### Set exercise
Copy out every one of the records below, keeping each line unchanged.

-- start --

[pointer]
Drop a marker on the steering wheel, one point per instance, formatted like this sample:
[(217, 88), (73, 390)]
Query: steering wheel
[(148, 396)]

-- end --

### Output of the task
[pointer]
Drop a marker on the steering wheel, one point per instance, formatted like this sample:
[(217, 88), (73, 390)]
Query: steering wheel
[(148, 396)]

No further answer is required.